[Begin Records for this exercise]
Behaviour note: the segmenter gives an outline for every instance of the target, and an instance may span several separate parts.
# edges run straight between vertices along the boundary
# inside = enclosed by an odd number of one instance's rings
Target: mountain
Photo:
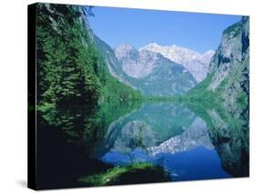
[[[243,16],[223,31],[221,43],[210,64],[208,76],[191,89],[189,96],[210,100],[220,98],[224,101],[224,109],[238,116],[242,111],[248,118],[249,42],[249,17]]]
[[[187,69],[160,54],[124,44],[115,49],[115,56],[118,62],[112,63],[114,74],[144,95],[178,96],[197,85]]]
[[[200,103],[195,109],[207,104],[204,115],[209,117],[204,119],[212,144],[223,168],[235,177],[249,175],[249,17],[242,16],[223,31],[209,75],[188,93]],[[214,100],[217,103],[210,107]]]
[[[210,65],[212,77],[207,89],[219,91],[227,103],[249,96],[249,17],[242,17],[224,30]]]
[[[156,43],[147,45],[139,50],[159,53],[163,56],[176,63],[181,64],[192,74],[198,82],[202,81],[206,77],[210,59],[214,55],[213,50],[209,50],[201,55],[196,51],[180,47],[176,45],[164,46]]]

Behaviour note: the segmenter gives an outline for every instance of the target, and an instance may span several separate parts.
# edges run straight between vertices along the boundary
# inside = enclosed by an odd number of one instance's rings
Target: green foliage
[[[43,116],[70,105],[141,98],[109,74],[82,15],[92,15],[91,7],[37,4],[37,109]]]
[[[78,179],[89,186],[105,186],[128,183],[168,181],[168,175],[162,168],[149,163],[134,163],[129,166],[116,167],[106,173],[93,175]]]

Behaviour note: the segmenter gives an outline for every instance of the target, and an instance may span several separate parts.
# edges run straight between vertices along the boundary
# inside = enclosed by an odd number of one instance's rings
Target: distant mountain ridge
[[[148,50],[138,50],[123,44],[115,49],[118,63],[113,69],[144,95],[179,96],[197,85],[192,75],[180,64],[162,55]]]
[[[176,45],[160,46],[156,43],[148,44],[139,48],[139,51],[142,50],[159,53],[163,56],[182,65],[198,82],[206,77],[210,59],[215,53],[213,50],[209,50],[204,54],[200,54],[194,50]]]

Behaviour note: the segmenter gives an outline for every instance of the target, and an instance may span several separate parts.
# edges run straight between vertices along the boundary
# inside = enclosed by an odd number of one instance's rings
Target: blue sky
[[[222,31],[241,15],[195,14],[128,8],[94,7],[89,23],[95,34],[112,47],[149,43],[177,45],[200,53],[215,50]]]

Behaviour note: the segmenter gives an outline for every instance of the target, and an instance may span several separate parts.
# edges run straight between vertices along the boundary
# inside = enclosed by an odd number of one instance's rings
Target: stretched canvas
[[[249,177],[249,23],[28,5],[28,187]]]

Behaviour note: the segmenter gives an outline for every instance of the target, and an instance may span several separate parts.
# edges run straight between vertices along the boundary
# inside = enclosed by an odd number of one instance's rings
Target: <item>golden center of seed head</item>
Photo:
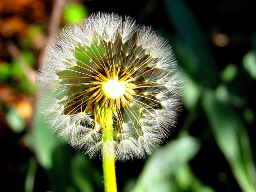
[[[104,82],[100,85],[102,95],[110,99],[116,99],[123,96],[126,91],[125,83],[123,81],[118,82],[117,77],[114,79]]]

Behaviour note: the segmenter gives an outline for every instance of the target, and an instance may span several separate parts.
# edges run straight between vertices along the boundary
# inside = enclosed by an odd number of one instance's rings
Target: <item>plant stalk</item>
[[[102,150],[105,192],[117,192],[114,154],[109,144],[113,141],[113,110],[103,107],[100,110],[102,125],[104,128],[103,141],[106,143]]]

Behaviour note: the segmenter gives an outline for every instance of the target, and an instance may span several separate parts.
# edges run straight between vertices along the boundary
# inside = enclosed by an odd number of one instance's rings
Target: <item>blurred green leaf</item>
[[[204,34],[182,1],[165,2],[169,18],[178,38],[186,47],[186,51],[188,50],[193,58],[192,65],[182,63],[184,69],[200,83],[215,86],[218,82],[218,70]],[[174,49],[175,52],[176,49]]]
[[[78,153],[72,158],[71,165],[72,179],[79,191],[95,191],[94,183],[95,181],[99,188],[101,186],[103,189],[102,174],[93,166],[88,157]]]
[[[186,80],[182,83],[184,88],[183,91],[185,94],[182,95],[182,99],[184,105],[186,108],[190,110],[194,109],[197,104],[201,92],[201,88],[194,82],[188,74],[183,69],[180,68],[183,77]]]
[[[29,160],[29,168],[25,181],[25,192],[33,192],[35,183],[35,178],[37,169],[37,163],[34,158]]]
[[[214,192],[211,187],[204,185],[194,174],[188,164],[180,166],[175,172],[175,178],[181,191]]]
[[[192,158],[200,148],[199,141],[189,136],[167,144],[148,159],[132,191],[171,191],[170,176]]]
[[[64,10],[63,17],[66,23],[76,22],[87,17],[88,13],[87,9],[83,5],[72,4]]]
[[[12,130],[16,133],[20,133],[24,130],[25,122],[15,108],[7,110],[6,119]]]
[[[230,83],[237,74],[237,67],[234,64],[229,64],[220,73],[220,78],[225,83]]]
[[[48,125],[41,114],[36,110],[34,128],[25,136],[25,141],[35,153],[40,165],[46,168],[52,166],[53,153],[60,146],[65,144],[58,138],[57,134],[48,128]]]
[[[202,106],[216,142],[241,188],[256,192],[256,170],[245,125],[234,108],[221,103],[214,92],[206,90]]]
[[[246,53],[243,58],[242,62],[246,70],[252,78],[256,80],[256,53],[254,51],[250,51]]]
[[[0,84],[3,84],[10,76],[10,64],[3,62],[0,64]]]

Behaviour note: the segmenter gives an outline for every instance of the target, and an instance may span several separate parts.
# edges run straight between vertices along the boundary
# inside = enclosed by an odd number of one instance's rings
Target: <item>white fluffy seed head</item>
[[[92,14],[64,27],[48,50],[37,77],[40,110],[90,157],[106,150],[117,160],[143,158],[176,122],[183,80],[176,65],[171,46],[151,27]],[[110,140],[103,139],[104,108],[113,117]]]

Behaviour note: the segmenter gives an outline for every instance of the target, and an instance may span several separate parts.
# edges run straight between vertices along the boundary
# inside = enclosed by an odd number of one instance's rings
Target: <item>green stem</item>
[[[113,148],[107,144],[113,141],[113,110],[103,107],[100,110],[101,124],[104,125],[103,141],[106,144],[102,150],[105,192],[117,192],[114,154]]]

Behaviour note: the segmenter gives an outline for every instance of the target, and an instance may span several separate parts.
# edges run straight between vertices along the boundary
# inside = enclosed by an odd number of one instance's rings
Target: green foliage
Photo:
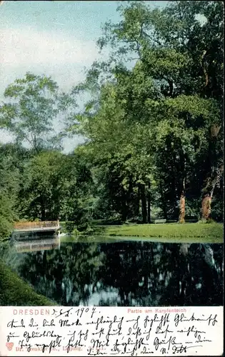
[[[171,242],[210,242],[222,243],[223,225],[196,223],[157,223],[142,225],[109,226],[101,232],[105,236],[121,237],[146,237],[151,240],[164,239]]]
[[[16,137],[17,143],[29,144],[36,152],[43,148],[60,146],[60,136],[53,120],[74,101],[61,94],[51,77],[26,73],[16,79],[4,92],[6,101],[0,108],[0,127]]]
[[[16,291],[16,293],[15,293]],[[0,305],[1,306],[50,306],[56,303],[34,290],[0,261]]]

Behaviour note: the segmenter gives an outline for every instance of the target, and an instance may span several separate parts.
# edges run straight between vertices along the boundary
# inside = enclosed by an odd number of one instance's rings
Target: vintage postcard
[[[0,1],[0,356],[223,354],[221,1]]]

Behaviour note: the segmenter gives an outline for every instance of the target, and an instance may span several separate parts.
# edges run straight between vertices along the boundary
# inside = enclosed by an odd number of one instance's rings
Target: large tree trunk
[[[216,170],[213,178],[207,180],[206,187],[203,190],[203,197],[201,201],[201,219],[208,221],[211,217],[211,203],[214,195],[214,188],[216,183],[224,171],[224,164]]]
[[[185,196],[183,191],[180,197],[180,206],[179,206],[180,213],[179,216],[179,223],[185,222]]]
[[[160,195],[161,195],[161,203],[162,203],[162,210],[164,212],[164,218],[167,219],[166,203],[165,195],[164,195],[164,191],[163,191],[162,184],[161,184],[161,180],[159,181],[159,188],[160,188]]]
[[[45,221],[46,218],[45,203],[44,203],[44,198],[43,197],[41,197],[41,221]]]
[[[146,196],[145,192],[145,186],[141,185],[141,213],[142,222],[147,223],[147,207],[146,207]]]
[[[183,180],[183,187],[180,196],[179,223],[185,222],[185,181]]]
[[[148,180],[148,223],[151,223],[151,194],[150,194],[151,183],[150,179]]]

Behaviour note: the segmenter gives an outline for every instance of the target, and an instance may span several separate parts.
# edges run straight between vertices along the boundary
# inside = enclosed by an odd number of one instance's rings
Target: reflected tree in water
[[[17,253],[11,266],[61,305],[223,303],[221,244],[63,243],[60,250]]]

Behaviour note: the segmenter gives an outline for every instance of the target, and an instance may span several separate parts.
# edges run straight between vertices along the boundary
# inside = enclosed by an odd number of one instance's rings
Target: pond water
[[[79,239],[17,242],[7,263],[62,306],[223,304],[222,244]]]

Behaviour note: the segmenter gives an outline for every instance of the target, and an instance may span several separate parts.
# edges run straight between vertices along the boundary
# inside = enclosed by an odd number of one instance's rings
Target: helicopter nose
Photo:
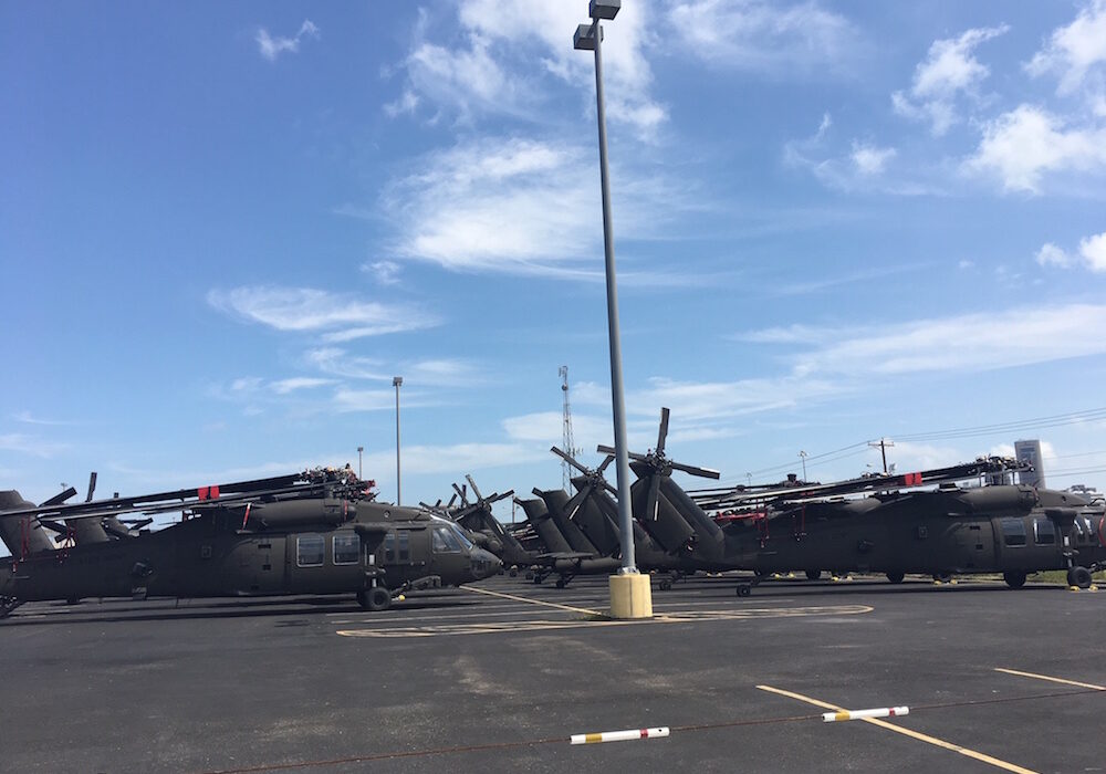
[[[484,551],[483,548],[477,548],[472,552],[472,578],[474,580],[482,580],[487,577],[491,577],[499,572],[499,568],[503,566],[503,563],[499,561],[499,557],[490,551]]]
[End Records for this exercise]
• **Work instructions**
Extract each line from the entries above that contains the string "water". Case counts.

• **Written response**
Target: reflected tree in water
Target: pond water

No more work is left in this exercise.